*** Provided passage

Telling Stories with Data
Let’s start with an easy one. What kind of data do you work with and what do you do with it?
We use population level sequencing data sets from TCGA, mutation datasets from COSMIC, ClinVar, HGMD, curated database from other labs. We use discarded datasets, negative datasets, already published datasets, anything and everything. We develop and use structural genomics, mathematical modelling and machine learning tools to analyse mutations that map to noncoding regions of the human genome.
Tell us how you think you can use data to make a difference in your field.
We live on these datasets. Biological data is going to exceed 2.5 Exabytes in the next two years, and the bottleneck is the analysis of these datasets. Our job is to find patterns in these datasets. Rare variants and driver mutations become significant and identifiable only when we look for them in a population context.
How do you talk about your data to someone outside of academia?
For us it is not difficult. The datasets we are using are generated and curated by governmental and international consortiums. They have done the bulk of publicity. For example, the TCGA dataset has all kinds of data from thousands of cancer patients and is curated by the NIH. The power of this data is for all to see. I just say we try to aid in cancer diagnosis by crawling through these datasets to find patterns.
What data-related challenges do you have to deal with in your research environment?
We are happy with the publicly available datasets. Our problem starts with the datasets we collect. How to store, analyse, and make it available for everyone to use are the questions we are trying to answer all the time.
How do you think these challenges might be overcome?
I am an ardent proponent of cloud-storage and computation. I believe that is the future. I am also aware that some countries are concerned with data migration outside their geographical boundaries.
If you were in charge what data-related rule would you introduce?
I am not going to make up anything new. Past US Presidents have made laws like any data generated with public funds should be made available.
Governmental organisations should demystify cloud based storage and computation processes. People are unduly worried. People are giving away more personal data wilfully on Facebook, Twitter, Instagram than through genome sequences collected by public consortiums.
Tell us about your happiest data moment.
It is not one moment, it is a series of moments up until now. I can run a viable research program with no startup money or funds just by scavenging through publicly available datasets.
What advice do you have for someone who is just embarking on a career in your field?
Learn machine-learning and cloud-computing
What do you think the future of research data looks like?
Lots of data analysis than data generation
There is A LOT of data out there about all sorts of things and it is being collected all the time. Does anything frighten you about data?
I am in fact excited. I believe we need to train more data scientists. We are in good times. Data is becoming truly democratic!

******
*** Data shown

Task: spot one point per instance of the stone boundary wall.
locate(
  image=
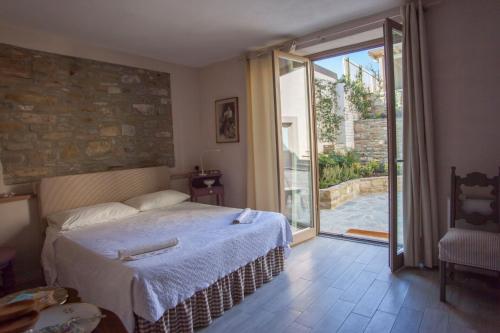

******

### Task instructions:
Extract from the interview on research data the passage starting at "Tell us about" and ending at "becoming truly democratic!". The data above come from a source unrelated to the interview.

### Written response:
Tell us about your happiest data moment.
It is not one moment, it is a series of moments up until now. I can run a viable research program with no startup money or funds just by scavenging through publicly available datasets.
What advice do you have for someone who is just embarking on a career in your field?
Learn machine-learning and cloud-computing
What do you think the future of research data looks like?
Lots of data analysis than data generation
There is A LOT of data out there about all sorts of things and it is being collected all the time. Does anything frighten you about data?
I am in fact excited. I believe we need to train more data scientists. We are in good times. Data is becoming truly democratic!